(Supplied text)
Nurse in assisted-suicide case asks for no appeal

Barbara Mancini with husband Joe the day after a judge threw out her case. She had been accused of trying to help her sick father commit suicide.
Barbara Mancini with husband Joe the day after a judge threw out her case. She had been accused of trying to help her sick father commit suicide. (DAVID M WARREN / Staff Photographer)
Posted: February 14, 2014

Barbara Mancini pleaded Wednesday for Pennsylvania Attorney General Kathleen Kane not to appeal a judge's decision to dismiss assisted-suicide charges against the Philadelphia nurse in the death of her father.

"Please don't do this," Mancini, 58, said at a news conference at her Roxborough home. She was arrested Feb. 4, 2013, after handing her terminally ill father, 93, legally prescribed morphine. After a hospice nurse called police, Mancini's father, Joseph Yourshaw of Pottsville, was taken to a hospital and revived. He died there four days later.

On Tuesday, Schuylkill County Court Judge Jacqueline Russell dismissed the case. She wrote in her 47-page opinion, "The commonwealth's case appears to have been based on little independent investigation, significant hearsay, including double hearsay received from third persons - speculation, guess, and defendant's alleged incriminating statements."

The Attorney General's Office said it would take until next week to decide whether to appeal.

Mancini's husband, Joe, was on the verge of tears Wednesday. "I hope Kathleen Kane decides to drop this thing and lets us get on with our lives," he said.

Barbara Mancini, who lost her job as an emergency room nurse at Lankenau Medical Center after her case went public, said she hoped to reapply now that it is over. A hospital spokeswoman said Mancini would be offered her job back.

But first her head has to stop spinning with joy and relief.

The advocacy group Compassion and Choices gave the Mancinis a $20,000 check Wednesday from its legal defense fund, collected from donations, to offset an estimated $100,000 in legal fees.

"I'm relieved and I'm happy, and that's something I haven't felt in over a year," Barbara Mancini said.

She said that not only were her own freedoms and rights violated by what she called an unjust prosecution, but her father's "end of life was nothing like he wanted it to be."

"A veteran of World War II, he fought for our freedoms, and his were stripped away at the end of his life. His end-of-life wishes, which were legal and stated, were violated, and I will never forget."

(Dataset)

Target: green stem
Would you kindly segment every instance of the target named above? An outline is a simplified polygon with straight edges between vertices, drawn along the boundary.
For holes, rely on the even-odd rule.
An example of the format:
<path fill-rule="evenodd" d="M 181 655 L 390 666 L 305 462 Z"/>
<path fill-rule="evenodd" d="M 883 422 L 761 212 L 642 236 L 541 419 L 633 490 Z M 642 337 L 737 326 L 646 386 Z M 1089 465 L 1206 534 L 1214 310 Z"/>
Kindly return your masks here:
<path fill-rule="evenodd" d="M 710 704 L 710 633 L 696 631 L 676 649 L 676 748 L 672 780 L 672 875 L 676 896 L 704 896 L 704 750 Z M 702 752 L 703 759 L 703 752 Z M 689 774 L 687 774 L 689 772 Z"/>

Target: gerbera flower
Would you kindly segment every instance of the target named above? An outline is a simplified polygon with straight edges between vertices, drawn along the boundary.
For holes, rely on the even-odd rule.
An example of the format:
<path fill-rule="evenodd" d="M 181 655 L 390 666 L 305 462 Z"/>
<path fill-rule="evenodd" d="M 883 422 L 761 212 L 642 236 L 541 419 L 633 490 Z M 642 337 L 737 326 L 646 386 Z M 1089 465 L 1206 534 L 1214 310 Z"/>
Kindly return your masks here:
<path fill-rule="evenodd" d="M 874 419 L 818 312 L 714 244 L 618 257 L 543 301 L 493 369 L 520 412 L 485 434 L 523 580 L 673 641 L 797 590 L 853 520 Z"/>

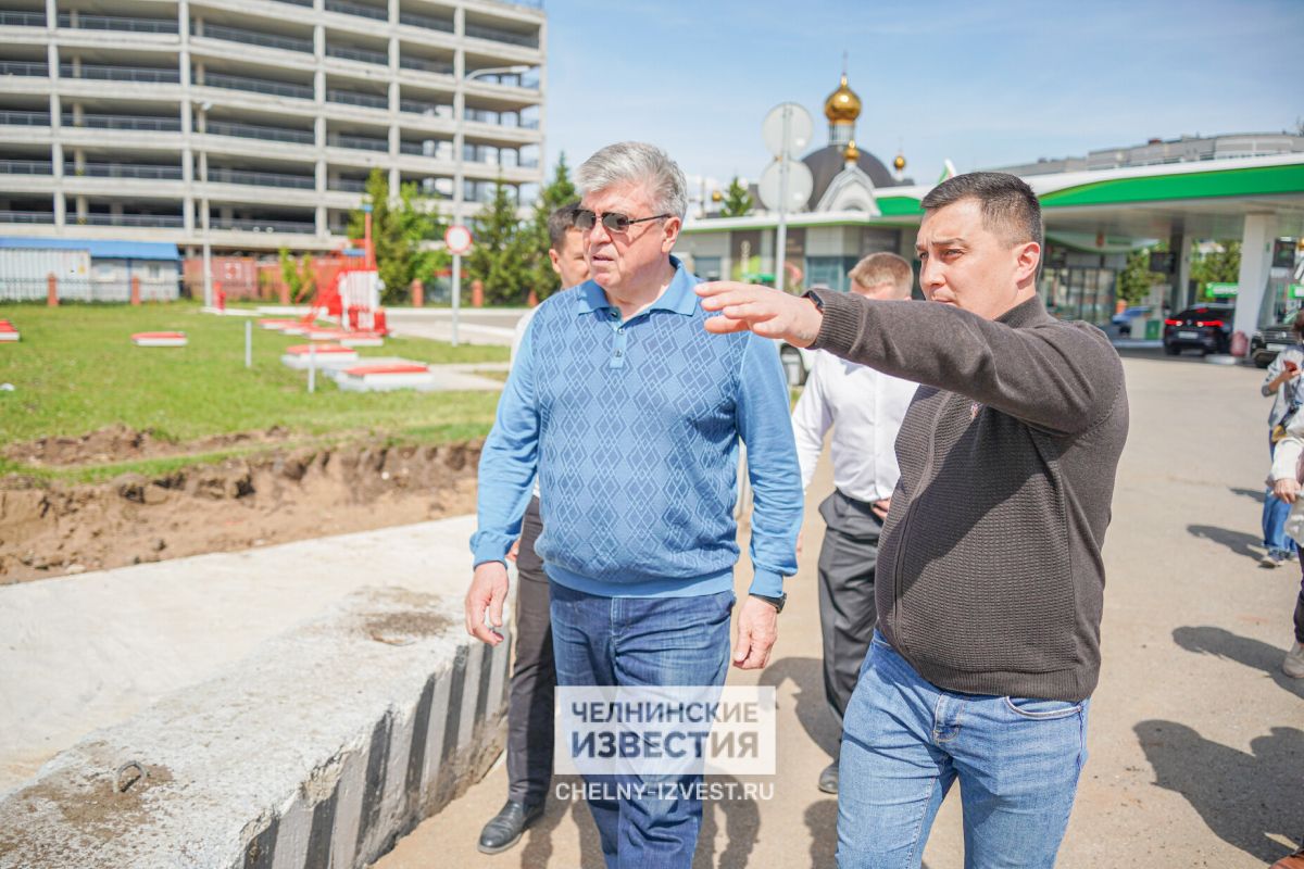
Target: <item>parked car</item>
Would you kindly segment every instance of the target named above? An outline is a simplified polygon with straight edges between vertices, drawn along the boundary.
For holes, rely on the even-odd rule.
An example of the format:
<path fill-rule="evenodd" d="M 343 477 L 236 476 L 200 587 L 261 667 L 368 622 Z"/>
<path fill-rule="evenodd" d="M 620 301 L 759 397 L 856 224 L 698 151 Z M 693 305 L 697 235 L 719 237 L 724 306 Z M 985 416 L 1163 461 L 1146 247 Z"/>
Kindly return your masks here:
<path fill-rule="evenodd" d="M 1131 307 L 1124 307 L 1121 311 L 1111 317 L 1110 323 L 1118 327 L 1120 336 L 1128 337 L 1132 335 L 1132 321 L 1138 317 L 1145 317 L 1149 313 L 1149 305 L 1132 305 Z"/>
<path fill-rule="evenodd" d="M 1163 321 L 1163 352 L 1176 356 L 1187 349 L 1226 353 L 1231 348 L 1231 305 L 1196 305 Z"/>
<path fill-rule="evenodd" d="M 1291 331 L 1294 323 L 1295 313 L 1291 311 L 1284 323 L 1273 323 L 1254 331 L 1249 339 L 1249 358 L 1254 360 L 1254 365 L 1266 369 L 1278 353 L 1295 343 L 1295 332 Z"/>

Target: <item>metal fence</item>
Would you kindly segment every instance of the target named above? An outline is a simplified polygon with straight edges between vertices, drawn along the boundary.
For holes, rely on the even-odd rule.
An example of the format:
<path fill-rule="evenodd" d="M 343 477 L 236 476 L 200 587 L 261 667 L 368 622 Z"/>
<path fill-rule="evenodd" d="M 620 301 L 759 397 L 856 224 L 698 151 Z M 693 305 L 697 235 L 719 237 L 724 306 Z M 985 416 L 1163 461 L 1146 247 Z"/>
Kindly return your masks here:
<path fill-rule="evenodd" d="M 47 278 L 0 276 L 0 302 L 42 302 L 48 298 Z M 61 302 L 129 302 L 132 283 L 124 279 L 95 280 L 94 278 L 61 278 L 55 294 Z M 181 296 L 180 281 L 175 279 L 141 279 L 141 300 L 146 302 L 175 302 Z"/>

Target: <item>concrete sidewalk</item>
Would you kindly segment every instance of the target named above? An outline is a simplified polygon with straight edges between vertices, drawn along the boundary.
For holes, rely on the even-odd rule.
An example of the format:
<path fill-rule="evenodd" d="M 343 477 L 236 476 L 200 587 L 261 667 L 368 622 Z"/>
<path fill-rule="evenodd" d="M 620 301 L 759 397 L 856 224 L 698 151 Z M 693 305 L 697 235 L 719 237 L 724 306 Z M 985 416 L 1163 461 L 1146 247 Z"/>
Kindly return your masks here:
<path fill-rule="evenodd" d="M 1256 556 L 1267 469 L 1262 373 L 1185 362 L 1159 353 L 1124 361 L 1132 433 L 1104 546 L 1104 661 L 1060 869 L 1262 869 L 1304 839 L 1304 680 L 1279 670 L 1300 571 L 1262 569 Z M 815 787 L 837 743 L 815 582 L 815 507 L 831 486 L 825 456 L 771 664 L 729 676 L 777 688 L 775 796 L 709 804 L 695 866 L 835 862 L 837 803 Z M 739 593 L 746 578 L 739 571 Z M 569 799 L 549 800 L 515 849 L 477 853 L 480 827 L 506 791 L 499 765 L 376 869 L 602 865 L 588 808 Z M 960 869 L 962 853 L 953 788 L 925 865 Z"/>
<path fill-rule="evenodd" d="M 360 866 L 498 754 L 473 517 L 0 588 L 0 866 Z M 44 766 L 42 766 L 44 765 Z"/>

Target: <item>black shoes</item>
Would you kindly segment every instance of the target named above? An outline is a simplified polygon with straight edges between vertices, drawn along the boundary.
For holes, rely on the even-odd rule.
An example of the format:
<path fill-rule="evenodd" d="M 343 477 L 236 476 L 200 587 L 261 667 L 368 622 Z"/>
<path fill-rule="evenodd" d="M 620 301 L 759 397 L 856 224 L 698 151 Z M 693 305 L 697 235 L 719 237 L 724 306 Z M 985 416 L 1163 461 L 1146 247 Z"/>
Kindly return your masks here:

(About this exercise) Retype the stretch of the Mancini article from "Nurse in assisted-suicide" through "of her father." word for word.

(Answer for the task)
Nurse in assisted-suicide case asks for no appeal

Barbara Mancini with husband Joe the day after a judge threw out her case. She had been accused of trying to help her sick father commit suicide.
Barbara Mancini with husband Joe the day after a judge threw out her case. She had been accused of trying to help her sick father commit suicide. (DAVID M WARREN / Staff Photographer)
Posted: February 14, 2014

Barbara Mancini pleaded Wednesday for Pennsylvania Attorney General Kathleen Kane not to appeal a judge's decision to dismiss assisted-suicide charges against the Philadelphia nurse in the death of her father.